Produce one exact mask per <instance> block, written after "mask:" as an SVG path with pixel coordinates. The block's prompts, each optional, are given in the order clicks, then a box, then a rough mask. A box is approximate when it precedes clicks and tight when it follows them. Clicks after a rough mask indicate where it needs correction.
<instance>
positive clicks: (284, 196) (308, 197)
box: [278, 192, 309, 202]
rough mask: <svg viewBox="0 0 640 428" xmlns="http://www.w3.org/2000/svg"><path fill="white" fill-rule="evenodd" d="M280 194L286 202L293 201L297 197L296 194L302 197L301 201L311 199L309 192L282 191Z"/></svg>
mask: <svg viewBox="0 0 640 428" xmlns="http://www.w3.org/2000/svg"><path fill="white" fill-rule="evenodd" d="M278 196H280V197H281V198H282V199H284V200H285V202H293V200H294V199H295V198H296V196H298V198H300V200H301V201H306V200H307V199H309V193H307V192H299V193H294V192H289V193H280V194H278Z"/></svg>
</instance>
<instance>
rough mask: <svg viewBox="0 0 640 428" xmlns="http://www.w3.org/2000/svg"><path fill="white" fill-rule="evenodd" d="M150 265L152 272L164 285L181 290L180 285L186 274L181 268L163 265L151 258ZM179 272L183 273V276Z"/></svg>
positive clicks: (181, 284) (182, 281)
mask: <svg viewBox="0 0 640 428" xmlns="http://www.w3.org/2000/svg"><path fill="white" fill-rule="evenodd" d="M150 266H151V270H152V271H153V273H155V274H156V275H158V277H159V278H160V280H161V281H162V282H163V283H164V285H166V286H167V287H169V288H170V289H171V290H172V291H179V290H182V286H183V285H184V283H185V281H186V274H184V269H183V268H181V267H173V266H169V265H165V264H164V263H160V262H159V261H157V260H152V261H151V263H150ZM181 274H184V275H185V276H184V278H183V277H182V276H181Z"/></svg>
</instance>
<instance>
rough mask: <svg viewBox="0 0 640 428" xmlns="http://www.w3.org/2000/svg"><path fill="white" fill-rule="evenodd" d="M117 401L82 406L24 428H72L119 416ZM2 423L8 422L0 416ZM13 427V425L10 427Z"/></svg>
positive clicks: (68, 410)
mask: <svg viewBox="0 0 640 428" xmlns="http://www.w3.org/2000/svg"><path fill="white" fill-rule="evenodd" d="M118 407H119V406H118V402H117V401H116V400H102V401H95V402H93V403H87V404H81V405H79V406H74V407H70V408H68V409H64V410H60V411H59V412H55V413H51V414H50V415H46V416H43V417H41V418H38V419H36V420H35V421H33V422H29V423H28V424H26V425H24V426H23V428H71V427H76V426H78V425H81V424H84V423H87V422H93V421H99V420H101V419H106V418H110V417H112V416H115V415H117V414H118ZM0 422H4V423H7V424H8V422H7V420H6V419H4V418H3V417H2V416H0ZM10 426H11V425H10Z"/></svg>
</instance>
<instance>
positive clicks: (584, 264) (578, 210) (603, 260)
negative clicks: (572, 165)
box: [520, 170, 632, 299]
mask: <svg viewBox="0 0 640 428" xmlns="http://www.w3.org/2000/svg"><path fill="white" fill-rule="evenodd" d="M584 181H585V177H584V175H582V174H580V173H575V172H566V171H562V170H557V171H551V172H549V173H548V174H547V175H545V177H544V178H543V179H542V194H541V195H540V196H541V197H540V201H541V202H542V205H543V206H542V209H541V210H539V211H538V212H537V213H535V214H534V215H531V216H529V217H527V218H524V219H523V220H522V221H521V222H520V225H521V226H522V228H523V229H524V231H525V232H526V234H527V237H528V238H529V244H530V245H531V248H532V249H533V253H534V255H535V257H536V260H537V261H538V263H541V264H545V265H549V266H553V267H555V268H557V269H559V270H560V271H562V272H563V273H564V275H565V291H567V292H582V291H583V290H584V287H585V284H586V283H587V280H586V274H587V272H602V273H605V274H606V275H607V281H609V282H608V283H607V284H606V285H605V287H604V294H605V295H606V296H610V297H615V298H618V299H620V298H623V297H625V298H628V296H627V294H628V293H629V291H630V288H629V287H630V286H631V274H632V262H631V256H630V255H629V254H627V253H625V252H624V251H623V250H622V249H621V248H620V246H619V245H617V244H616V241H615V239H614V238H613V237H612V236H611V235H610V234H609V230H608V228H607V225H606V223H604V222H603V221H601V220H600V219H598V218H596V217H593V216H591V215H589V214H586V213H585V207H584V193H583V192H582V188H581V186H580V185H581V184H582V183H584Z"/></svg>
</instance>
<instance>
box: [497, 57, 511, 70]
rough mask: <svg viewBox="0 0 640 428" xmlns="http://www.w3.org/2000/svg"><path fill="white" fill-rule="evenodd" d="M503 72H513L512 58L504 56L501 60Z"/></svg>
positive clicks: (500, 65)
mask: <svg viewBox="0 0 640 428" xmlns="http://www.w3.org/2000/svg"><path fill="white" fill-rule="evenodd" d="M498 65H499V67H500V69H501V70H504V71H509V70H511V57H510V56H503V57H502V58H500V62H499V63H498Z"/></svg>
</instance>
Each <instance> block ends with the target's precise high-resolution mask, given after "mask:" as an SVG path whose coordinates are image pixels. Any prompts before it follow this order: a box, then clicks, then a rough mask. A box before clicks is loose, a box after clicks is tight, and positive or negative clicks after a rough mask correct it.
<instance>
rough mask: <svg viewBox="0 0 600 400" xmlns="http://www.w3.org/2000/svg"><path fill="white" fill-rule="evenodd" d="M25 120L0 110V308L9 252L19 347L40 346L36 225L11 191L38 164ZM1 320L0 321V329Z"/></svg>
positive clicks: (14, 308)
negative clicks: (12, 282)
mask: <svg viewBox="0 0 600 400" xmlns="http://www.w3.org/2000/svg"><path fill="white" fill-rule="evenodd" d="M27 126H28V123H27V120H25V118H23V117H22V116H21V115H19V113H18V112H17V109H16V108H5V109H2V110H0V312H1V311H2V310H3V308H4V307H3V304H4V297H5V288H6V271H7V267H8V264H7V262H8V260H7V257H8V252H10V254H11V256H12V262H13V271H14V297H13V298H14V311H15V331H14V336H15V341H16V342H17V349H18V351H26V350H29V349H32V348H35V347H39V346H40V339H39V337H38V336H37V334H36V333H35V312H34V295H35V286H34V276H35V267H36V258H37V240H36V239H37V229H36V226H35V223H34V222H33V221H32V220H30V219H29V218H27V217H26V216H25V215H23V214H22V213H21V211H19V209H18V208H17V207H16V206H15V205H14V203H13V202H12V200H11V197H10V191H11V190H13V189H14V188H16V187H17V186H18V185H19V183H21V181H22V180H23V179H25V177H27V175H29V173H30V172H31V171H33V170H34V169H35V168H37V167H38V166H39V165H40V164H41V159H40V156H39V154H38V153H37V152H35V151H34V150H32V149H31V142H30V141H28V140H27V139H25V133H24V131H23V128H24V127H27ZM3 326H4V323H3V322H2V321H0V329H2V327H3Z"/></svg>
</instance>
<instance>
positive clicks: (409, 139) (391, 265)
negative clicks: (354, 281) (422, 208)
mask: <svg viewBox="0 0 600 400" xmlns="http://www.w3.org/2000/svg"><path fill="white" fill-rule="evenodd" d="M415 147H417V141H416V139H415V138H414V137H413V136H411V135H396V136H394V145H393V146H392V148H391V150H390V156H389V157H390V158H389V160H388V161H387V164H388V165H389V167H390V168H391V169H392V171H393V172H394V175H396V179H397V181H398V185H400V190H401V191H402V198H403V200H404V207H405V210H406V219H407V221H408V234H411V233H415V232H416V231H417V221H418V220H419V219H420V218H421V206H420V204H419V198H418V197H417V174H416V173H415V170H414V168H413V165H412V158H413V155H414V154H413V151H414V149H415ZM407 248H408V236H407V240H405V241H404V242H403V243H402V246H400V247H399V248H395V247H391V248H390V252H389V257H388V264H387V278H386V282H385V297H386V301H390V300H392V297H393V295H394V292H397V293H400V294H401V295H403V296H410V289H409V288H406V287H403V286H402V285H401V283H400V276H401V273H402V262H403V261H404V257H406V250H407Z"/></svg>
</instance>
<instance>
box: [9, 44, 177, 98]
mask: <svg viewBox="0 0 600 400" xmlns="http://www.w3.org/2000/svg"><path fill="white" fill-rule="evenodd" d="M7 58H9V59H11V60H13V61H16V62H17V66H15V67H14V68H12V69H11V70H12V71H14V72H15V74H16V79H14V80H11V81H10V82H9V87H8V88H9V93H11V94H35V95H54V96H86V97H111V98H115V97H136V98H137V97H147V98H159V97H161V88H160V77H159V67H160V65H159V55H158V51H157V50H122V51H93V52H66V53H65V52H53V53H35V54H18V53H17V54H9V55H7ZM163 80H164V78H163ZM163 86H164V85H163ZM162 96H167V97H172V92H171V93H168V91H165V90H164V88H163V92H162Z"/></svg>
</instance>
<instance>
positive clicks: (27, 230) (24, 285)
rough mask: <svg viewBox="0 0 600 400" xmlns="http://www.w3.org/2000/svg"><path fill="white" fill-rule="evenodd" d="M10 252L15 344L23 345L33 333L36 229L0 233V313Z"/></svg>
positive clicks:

____________

▸ Exercise instructions
Note down each line above where the word "coordinates" occurs.

▸ Answer below
Produce one exact mask per <instance> block, written after "mask:" as an SVG path with pixel coordinates. The block's prompts, each optional, are given in the order clicks, then a box, then a rough mask. A box is approximate when it precedes clicks and tight when it follows them. Clicks after a rough mask indicate where it needs correction.
Each <instance> block ends with the target's precise high-resolution mask, given after "mask:" as an SVG path whose coordinates are image pixels. Any prompts before it follow this order: a box, then clicks, then a rough mask. A box before clicks is loose, a box after clicks is tight, and positive or negative clicks after a rough mask correct it.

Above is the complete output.